Request:
Find each line in the entries below that contains the word "hair", with matching case, and copy those lines.
++++++++
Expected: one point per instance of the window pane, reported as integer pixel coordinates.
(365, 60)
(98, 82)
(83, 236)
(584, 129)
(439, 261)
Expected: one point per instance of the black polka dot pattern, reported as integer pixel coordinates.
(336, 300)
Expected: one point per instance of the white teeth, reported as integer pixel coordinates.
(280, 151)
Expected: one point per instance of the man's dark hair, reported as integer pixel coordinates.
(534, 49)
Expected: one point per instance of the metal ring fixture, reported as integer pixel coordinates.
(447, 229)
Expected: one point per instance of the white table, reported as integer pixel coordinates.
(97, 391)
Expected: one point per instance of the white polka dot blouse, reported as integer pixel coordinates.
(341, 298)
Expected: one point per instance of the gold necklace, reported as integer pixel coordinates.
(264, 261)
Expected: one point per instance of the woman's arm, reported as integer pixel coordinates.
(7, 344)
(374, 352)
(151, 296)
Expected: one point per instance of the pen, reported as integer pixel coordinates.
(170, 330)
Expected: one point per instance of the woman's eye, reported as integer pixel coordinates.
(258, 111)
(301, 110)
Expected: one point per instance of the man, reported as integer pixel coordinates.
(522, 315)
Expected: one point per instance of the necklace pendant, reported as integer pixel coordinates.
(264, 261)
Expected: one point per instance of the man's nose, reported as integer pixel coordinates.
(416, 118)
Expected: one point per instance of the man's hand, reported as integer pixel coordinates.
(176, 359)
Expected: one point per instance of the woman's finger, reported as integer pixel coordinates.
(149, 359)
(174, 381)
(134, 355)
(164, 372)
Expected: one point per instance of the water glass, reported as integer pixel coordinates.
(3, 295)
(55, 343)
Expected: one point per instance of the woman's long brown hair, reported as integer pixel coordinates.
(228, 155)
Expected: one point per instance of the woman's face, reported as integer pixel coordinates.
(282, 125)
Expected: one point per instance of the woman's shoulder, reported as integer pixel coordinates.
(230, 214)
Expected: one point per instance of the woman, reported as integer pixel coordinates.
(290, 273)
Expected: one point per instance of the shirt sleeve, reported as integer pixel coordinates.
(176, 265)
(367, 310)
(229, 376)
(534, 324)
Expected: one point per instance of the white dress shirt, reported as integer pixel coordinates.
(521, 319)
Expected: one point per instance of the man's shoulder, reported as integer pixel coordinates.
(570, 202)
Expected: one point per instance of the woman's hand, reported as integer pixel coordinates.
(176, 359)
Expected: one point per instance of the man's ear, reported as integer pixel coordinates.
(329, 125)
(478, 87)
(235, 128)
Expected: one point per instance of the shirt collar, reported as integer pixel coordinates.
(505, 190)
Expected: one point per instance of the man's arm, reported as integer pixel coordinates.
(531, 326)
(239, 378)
++++++++
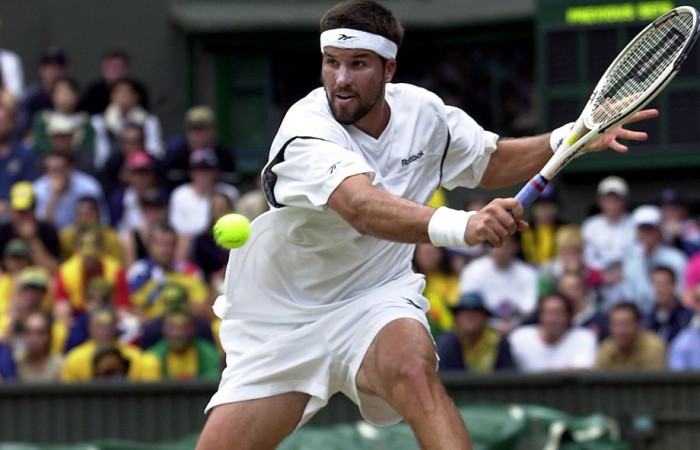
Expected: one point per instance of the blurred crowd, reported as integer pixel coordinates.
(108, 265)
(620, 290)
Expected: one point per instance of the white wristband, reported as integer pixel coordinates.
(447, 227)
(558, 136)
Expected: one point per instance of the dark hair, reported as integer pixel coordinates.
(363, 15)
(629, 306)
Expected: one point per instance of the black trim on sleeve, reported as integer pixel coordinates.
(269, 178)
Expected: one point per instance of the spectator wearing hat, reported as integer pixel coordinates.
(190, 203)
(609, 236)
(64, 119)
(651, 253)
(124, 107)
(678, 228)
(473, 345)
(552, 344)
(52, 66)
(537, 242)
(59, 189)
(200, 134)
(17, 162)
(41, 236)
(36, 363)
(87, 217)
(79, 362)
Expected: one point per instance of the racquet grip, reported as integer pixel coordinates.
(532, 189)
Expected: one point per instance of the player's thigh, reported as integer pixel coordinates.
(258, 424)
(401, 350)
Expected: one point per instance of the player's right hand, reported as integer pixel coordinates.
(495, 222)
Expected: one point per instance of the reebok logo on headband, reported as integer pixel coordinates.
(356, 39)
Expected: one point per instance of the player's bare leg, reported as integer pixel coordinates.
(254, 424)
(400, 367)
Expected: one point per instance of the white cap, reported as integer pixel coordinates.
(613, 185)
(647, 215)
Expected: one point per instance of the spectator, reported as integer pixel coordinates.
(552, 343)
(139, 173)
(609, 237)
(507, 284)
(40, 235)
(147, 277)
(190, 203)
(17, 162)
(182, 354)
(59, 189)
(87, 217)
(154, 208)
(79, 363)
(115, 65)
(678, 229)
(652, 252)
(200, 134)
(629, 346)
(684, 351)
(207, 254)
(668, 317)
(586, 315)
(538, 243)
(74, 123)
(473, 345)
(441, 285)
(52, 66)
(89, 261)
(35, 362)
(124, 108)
++++++++
Written solution:
Expected: one point per instance of the man's dark hair, reported as integer pixel coordinates.
Expected: one point per instance of the woman's long brown hair, reported as integer pixel coordinates.
Expected: one point per instance of the dark hair, reported as integer pixel coordinates.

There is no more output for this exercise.